*TEXTAUSZUG:*
═══

Ein Ehrenmal in St. Marien zu Rostock
Restaurierungsarbeiten sicherten das Gedenkkreuz
In der ehemaligen mittelalterlichen Ratskapelle der Marienkirche steht das Kruzifix eines Ehrenmales für die Gefallenen des Ersten Weltkriegs, das neben Christus am Kreuz weitere Figuren umfasste. Das Ehrenmal wurde am 22. April 1923 feierlich übergeben. Es sollte an die Gefallenen Mitglieder der St.-Marien-Gemeinde erinnern. Sein Schöpfer war der zweiundzwanzigjährige Rostocker Bildhauer Walter Rammelt. Links und rechts des in der Mitte stehenden Kreuzes befanden sich Tafeln mit Bibelsprüchen. Dazu kamen vier senkrecht stehende Grabsteine, auf denen jeweils ein Soldat stand. Sie symbolisierten einen Landsturmmann, einen Landwehrmann, einen aktiven Soldaten und einen jungen Kriegsfreiwilligen. Zwischen den Soldaten hingen Tafeln mit den Namen der Gefallenen.

═══

*AUFGABEN:*
(a) Kopiere aus dem Textauszug unverändert den Abschnitt, dessen Anfang die Worte „Ein Ehrenmal in“ enthält und der mit „Namen der Gefallenen.“ endet.
(b) Nenne alle Arten von Soldaten, die laut Textauszug durch die Figuren auf den vier Grabsteinen symbolisiert wurden.
Die anschließenden Einträge sind eigenständiges Material und gehören nicht zum Textauszug.

*AUFGEFÜHRTE EINTRÄGE:*
═══

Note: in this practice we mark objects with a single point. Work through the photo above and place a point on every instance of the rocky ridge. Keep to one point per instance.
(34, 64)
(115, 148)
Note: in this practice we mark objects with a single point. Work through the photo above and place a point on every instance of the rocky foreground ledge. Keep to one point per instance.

═══

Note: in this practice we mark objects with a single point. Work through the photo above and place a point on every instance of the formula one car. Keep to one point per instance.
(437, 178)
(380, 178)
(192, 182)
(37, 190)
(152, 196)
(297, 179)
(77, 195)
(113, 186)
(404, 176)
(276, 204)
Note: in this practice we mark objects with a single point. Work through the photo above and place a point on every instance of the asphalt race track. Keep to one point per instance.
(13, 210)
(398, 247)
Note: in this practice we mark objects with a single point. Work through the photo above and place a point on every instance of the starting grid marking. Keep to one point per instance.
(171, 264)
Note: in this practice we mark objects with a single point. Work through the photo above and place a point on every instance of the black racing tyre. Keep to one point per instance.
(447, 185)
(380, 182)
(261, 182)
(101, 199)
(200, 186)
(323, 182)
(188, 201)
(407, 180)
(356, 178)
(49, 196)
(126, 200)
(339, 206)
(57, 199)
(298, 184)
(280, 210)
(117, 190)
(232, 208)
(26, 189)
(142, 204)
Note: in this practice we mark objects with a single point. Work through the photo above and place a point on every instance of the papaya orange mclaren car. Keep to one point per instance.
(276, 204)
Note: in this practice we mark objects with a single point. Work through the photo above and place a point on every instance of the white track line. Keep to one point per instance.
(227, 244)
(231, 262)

═══

*LÖSUNGEN:*
(a)
Ein Ehrenmal in St. Marien zu Rostock
Restaurierungsarbeiten sicherten das Gedenkkreuz
In der ehemaligen mittelalterlichen Ratskapelle der Marienkirche steht das Kruzifix eines Ehrenmales für die Gefallenen des Ersten Weltkriegs, das neben Christus am Kreuz weitere Figuren umfasste. Das Ehrenmal wurde am 22. April 1923 feierlich übergeben. Es sollte an die Gefallenen Mitglieder der St.-Marien-Gemeinde erinnern. Sein Schöpfer war der zweiundzwanzigjährige Rostocker Bildhauer Walter Rammelt. Links und rechts des in der Mitte stehenden Kreuzes befanden sich Tafeln mit Bibelsprüchen. Dazu kamen vier senkrecht stehende Grabsteine, auf denen jeweils ein Soldat stand. Sie symbolisierten einen Landsturmmann, einen Landwehrmann, einen aktiven Soldaten und einen jungen Kriegsfreiwilligen. Zwischen den Soldaten hingen Tafeln mit den Namen der Gefallenen.

(b) Landsturmmann, Landwehrmann, aktiver Soldat, junger Kriegsfreiwilliger